- [WHAT YOU HAVE TO DO] Copy the lines below exactly as they stand, from the line with "For the benchmark, mark every instance of the person's fingers" up to and including the line with "[[157, 151], [176, 177], [176, 163]]", and nothing else.

- [SOURCE RECORDS]

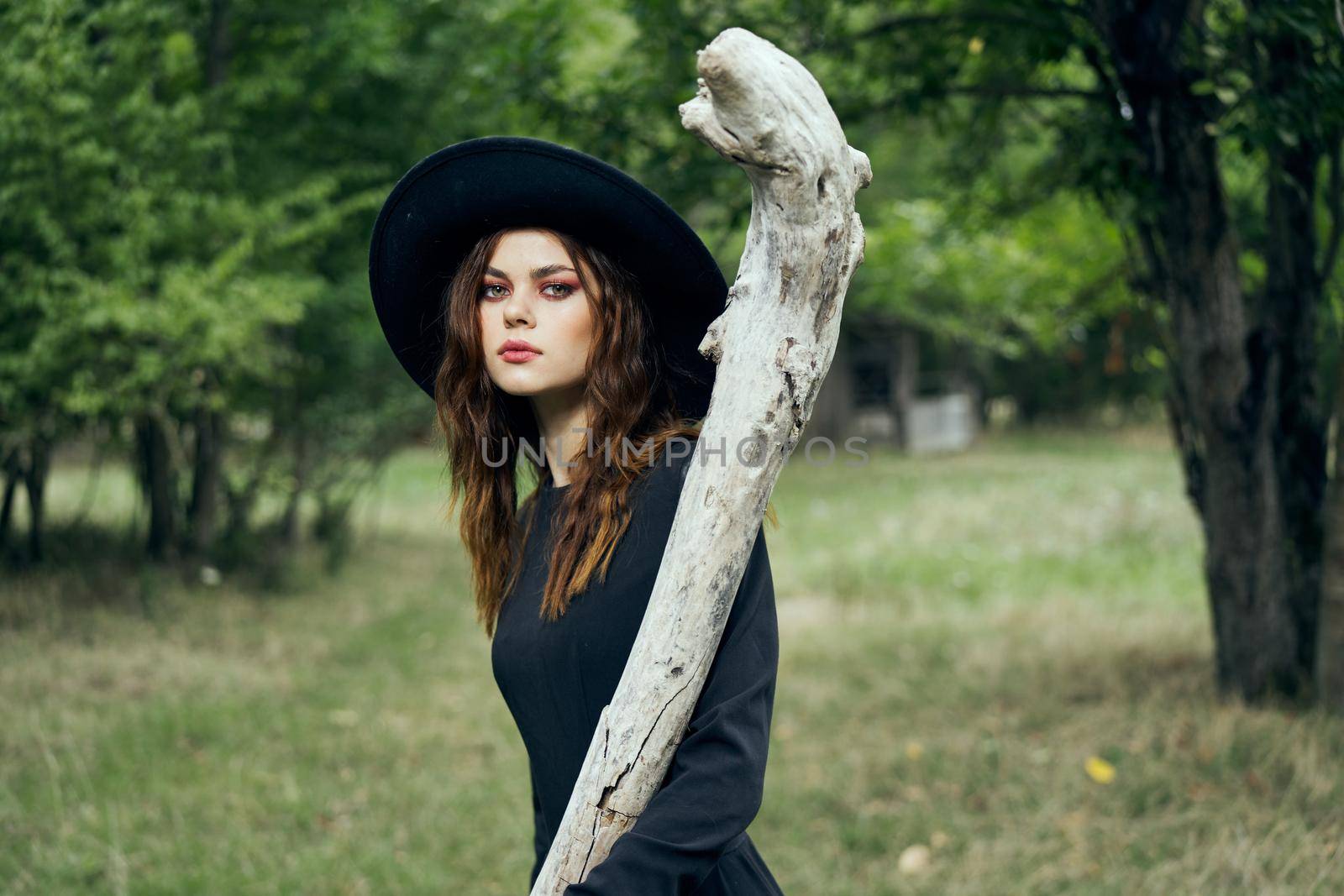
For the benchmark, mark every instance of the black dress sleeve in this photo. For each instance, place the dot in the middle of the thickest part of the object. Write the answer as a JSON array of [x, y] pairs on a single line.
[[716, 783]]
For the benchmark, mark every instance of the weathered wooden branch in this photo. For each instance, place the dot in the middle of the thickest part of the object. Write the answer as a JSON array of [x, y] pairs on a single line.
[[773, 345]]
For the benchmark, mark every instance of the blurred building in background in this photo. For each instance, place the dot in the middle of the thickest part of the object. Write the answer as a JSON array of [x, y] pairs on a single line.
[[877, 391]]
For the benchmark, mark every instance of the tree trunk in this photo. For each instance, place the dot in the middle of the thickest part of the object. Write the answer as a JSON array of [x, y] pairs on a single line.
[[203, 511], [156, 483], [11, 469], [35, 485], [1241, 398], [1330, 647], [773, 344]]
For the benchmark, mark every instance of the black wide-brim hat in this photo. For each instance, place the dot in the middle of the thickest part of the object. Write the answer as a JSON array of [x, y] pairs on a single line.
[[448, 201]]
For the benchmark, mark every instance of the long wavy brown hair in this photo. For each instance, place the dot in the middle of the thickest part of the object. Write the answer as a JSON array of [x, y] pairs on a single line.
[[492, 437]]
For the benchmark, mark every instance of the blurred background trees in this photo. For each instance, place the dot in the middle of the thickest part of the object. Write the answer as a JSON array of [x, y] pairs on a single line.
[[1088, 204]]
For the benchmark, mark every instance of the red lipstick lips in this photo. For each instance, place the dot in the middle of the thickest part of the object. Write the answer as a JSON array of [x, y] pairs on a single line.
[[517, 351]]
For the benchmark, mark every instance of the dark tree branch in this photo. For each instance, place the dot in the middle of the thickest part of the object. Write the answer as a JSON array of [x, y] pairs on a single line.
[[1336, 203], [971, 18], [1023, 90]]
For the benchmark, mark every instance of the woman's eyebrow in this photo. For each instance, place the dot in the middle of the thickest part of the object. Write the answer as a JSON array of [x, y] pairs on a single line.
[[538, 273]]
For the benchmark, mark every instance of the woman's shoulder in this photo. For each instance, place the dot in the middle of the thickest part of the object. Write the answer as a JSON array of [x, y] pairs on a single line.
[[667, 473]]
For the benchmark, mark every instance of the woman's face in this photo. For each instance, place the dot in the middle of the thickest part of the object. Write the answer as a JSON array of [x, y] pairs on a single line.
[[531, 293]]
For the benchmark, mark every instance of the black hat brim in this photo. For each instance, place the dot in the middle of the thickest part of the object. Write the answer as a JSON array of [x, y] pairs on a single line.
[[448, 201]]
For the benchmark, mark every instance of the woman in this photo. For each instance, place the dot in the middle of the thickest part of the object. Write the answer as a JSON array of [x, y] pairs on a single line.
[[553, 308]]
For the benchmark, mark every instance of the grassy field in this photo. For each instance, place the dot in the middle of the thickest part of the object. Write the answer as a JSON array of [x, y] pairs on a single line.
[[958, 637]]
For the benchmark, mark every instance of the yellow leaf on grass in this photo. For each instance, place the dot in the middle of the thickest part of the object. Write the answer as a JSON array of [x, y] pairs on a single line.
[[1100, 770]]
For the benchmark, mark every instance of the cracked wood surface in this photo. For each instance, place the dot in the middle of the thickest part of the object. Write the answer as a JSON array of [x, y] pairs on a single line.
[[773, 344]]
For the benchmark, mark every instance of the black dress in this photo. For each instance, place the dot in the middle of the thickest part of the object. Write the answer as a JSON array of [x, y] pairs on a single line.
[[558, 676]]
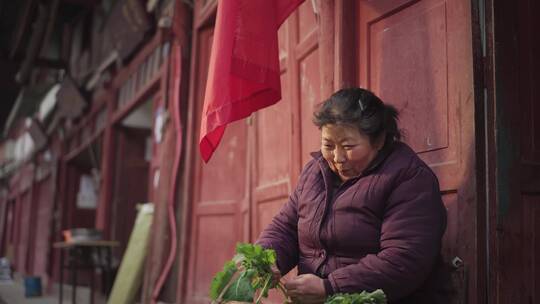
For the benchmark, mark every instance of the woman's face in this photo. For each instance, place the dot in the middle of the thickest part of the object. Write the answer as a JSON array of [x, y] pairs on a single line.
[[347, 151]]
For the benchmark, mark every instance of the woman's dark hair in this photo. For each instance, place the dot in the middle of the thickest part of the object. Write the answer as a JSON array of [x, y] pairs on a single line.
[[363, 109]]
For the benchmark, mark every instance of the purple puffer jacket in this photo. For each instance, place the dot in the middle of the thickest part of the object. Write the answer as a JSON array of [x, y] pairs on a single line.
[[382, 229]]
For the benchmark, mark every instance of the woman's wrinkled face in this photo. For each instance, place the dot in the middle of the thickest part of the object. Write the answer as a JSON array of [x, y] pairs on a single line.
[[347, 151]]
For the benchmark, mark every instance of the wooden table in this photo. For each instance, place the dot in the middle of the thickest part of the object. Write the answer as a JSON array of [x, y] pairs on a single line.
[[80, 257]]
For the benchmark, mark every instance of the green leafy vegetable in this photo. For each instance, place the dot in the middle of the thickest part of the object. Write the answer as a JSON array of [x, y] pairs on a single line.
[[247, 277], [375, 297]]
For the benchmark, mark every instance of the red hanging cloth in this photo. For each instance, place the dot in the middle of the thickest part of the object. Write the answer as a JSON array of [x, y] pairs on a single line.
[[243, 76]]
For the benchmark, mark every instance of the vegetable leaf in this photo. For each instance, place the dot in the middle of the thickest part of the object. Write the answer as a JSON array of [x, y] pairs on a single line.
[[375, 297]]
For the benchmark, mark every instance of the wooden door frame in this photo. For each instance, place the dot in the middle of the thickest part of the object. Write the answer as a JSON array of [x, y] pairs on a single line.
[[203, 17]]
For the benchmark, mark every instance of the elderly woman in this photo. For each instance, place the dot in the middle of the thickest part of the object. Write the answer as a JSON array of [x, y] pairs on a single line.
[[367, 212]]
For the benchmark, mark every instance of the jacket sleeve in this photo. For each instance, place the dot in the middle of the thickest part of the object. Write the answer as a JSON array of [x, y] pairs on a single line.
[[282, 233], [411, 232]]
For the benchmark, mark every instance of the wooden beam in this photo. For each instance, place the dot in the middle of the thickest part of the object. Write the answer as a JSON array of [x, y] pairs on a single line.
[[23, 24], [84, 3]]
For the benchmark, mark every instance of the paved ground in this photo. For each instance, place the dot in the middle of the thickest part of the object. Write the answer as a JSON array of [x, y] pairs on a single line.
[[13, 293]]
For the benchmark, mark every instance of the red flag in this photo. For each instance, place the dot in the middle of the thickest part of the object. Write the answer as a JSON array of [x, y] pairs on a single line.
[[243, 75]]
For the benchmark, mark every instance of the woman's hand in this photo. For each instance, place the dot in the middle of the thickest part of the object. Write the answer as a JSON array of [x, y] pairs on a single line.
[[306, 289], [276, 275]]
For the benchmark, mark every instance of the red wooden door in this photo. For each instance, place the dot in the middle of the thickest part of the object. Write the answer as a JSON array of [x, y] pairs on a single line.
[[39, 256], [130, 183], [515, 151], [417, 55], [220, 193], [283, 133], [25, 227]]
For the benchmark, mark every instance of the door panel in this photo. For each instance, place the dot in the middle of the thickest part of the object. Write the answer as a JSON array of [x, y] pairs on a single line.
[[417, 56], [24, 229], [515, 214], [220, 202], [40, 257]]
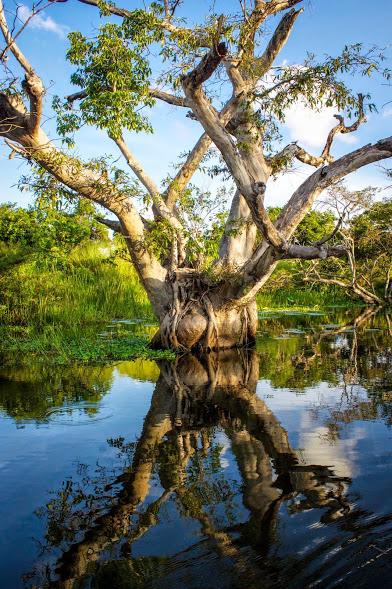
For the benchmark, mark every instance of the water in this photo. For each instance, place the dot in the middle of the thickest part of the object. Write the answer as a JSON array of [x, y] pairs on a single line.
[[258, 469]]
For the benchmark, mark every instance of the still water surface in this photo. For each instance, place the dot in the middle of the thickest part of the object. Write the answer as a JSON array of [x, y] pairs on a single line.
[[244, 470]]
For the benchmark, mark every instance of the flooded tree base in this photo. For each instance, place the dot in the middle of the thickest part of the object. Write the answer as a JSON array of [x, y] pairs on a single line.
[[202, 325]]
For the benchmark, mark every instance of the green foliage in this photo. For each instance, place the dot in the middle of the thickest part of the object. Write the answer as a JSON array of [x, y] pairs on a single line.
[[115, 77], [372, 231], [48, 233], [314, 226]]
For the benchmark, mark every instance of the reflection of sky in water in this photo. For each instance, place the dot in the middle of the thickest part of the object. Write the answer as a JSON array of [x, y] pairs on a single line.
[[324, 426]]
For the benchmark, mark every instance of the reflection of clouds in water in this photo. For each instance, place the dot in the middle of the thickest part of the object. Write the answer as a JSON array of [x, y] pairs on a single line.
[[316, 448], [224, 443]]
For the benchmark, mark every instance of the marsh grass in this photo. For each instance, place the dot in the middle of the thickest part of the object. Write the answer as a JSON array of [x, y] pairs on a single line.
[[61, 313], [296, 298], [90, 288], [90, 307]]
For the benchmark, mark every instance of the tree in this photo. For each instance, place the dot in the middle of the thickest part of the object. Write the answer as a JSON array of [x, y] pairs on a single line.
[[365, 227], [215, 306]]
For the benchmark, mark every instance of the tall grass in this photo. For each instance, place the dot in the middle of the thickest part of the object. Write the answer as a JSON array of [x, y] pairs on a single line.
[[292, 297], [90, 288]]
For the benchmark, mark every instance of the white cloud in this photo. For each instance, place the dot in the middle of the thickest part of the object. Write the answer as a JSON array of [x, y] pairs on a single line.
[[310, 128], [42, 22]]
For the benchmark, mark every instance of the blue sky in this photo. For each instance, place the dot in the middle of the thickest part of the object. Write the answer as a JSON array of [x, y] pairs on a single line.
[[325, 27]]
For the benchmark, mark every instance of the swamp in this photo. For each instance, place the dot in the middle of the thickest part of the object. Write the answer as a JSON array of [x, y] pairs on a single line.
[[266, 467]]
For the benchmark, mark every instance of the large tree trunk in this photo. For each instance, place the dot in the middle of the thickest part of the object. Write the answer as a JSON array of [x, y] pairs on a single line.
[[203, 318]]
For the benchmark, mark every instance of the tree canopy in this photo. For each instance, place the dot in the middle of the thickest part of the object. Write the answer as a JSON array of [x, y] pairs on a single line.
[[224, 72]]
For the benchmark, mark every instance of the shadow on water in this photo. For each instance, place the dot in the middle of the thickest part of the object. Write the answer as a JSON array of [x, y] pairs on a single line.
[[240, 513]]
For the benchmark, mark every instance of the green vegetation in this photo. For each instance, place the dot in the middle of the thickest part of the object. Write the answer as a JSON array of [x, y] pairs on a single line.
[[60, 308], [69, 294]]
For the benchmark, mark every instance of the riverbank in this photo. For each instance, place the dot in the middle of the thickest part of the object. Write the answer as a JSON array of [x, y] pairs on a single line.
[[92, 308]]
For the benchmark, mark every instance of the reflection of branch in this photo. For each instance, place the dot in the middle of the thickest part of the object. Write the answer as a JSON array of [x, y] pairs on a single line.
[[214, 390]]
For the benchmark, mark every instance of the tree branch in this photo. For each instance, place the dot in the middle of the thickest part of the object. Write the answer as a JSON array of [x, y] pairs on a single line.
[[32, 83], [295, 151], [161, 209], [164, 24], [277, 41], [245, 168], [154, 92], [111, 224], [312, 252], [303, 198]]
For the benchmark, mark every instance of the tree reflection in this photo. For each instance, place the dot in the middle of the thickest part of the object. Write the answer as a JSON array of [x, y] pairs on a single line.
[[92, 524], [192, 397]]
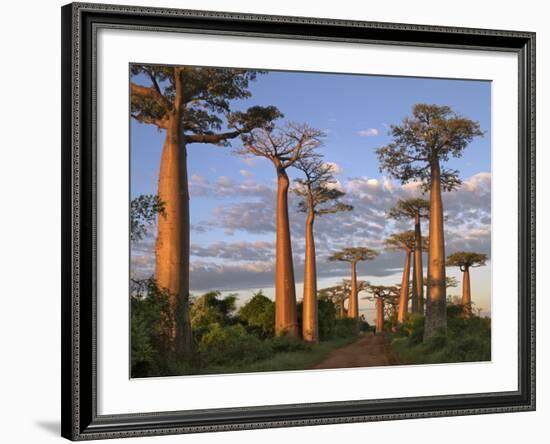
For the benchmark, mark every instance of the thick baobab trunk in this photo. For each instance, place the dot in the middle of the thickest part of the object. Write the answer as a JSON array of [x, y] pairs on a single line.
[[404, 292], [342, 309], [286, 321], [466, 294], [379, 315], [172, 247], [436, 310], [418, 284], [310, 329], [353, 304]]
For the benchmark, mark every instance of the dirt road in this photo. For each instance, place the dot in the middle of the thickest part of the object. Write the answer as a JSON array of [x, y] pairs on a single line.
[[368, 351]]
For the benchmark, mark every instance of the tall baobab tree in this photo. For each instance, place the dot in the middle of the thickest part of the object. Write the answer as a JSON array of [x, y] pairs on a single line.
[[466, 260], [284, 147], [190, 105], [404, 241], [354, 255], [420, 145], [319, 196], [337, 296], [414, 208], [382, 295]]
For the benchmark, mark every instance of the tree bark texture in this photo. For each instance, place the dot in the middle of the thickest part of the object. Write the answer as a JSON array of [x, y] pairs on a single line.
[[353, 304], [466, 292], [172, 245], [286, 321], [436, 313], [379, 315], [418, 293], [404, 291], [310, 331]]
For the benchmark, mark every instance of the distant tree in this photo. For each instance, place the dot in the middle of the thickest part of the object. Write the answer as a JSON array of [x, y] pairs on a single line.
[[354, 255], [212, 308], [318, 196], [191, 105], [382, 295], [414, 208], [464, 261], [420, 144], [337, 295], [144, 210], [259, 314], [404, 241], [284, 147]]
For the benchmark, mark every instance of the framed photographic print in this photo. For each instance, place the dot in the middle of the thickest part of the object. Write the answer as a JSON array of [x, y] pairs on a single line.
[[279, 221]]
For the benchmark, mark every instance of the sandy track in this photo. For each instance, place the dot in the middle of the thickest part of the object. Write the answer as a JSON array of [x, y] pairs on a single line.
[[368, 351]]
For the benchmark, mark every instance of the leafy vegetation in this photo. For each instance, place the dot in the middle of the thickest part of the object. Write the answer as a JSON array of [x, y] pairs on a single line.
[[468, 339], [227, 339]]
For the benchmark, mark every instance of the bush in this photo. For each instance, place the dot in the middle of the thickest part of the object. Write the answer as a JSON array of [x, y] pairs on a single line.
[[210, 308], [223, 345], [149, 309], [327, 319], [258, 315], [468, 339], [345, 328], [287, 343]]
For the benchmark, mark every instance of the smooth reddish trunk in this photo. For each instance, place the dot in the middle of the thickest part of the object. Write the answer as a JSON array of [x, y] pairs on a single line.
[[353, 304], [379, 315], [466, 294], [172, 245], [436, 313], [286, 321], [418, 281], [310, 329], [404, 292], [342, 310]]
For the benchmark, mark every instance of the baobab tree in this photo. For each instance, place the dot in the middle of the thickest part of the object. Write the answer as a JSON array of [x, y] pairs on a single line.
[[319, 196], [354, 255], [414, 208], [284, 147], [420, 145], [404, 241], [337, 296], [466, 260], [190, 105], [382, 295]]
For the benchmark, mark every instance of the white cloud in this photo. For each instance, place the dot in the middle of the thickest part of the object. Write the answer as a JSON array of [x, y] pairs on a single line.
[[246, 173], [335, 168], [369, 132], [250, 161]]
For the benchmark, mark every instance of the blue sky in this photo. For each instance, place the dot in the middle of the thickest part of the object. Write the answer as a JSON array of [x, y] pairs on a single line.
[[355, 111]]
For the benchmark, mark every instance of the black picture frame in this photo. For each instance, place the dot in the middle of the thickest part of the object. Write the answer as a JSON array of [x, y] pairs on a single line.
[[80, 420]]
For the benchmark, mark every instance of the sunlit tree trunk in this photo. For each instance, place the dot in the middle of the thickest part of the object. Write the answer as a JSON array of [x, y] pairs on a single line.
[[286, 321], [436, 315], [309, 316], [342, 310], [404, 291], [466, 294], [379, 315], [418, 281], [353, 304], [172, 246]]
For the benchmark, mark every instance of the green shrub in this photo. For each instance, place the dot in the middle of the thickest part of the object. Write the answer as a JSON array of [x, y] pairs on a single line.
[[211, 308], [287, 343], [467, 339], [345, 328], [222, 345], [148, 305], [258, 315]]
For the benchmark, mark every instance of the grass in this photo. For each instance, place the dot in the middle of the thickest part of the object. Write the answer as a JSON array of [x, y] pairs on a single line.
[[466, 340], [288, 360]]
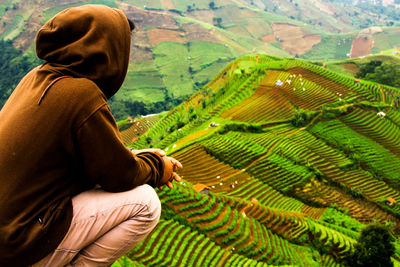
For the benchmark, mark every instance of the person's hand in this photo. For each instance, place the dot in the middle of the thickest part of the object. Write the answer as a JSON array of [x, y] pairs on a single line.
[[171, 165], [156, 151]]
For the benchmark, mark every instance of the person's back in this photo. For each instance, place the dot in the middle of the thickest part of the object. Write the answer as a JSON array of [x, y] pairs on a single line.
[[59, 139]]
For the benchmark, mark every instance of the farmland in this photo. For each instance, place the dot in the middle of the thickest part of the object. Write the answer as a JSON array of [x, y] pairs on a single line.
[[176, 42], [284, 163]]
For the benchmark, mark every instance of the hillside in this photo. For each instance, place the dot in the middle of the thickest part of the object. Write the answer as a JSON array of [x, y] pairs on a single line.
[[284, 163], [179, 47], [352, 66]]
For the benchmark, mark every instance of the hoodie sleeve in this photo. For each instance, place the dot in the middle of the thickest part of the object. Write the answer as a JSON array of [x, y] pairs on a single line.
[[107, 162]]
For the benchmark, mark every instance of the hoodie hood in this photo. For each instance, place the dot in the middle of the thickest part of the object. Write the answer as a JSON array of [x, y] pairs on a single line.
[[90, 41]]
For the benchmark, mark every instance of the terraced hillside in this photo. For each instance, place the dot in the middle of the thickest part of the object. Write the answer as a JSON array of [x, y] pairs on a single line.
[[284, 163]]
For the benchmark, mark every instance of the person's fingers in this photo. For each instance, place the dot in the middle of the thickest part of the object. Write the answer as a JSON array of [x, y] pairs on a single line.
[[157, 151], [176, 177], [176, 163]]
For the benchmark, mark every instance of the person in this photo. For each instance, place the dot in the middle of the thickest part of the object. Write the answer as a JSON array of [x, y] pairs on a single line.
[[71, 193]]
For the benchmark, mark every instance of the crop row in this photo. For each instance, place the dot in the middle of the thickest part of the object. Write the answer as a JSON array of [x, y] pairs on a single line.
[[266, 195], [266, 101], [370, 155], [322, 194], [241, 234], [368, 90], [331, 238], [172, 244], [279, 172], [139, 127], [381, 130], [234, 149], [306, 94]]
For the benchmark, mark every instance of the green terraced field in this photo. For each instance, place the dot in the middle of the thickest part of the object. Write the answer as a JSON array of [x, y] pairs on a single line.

- [TASK ANSWER]
For the benchmark, mark every instance of the person's fingers in this photo. For each instance, place the dot in the middle of the thickest part of the object. Write the answer as a JSON array of [x, y] pairs on a single line.
[[157, 151], [176, 177], [176, 163]]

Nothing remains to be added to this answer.